Set down exactly the lines in the records below that run from the line with "Query: open doorway" to the line with "Query: stone wall", inclusive, and nothing more.

*** DATASET EXCERPTS ***

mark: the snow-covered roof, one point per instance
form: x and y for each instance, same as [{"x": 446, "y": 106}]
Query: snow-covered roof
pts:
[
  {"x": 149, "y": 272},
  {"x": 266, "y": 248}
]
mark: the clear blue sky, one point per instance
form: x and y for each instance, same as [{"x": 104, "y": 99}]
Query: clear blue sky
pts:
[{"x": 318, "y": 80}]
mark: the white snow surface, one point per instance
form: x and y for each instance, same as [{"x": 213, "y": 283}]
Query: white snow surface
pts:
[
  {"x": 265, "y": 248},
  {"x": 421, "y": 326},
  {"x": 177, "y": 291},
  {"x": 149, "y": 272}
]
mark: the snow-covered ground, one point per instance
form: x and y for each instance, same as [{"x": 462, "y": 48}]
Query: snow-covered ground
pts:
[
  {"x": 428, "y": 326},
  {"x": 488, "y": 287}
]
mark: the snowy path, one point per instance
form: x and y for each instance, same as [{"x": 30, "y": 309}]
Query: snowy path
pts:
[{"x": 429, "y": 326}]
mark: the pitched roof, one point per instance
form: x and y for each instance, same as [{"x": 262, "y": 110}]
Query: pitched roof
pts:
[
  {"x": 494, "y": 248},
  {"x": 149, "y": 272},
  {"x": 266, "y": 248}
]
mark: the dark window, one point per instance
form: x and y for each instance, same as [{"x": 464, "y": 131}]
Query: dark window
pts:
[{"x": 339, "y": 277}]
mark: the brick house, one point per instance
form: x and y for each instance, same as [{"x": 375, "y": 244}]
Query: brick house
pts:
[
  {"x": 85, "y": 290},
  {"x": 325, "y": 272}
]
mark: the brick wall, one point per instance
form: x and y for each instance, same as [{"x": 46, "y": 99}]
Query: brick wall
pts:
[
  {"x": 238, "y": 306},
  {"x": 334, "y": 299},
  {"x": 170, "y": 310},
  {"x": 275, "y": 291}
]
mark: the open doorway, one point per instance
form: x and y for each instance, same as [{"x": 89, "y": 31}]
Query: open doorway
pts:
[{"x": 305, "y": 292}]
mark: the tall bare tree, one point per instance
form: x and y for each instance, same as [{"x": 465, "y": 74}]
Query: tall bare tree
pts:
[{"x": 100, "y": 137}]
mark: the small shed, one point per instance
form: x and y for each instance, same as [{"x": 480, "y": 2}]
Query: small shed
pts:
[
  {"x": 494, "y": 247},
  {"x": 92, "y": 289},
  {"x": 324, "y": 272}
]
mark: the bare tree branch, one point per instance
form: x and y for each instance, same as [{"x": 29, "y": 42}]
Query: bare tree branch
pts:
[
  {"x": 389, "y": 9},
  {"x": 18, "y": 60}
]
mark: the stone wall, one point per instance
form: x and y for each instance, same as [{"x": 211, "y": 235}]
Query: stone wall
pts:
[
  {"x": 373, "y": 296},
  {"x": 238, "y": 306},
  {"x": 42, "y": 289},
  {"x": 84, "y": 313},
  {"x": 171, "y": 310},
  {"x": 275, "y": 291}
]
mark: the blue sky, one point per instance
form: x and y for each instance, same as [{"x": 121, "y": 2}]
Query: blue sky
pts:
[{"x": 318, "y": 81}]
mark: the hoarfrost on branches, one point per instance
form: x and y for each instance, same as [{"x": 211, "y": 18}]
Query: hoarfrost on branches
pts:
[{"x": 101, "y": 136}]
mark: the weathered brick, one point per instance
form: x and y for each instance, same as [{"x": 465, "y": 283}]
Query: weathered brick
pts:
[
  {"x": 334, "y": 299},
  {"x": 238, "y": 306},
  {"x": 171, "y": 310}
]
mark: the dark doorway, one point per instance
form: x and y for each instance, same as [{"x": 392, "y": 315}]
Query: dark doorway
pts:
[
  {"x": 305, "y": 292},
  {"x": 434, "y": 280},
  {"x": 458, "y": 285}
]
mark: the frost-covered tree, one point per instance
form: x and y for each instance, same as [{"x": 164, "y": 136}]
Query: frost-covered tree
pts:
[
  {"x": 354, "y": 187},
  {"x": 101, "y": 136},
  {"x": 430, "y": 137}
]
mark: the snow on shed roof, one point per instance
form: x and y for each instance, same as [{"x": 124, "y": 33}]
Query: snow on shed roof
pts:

*** End of DATASET EXCERPTS ***

**SOLUTION TO THIS EXERCISE**
Query: open doorway
pts:
[{"x": 305, "y": 292}]
mark: the tall bare tree, one point per instance
form: x and y for each instance, same as [{"x": 465, "y": 74}]
Query: tall bare tree
pts:
[{"x": 100, "y": 137}]
mark: the small shed, one point per instance
form: x and y for each instance, same as [{"x": 480, "y": 2}]
Query: small shed
pts:
[
  {"x": 494, "y": 247},
  {"x": 92, "y": 289},
  {"x": 324, "y": 272}
]
mark: the bare tree branch, one point per instance
form: x and y for each instance, same as [{"x": 29, "y": 42}]
Query: bare tree branch
pts:
[
  {"x": 389, "y": 9},
  {"x": 18, "y": 60}
]
mark: the stone wall, one point per instance
form: x and y for each instance, same as [{"x": 211, "y": 235}]
Query: stone wall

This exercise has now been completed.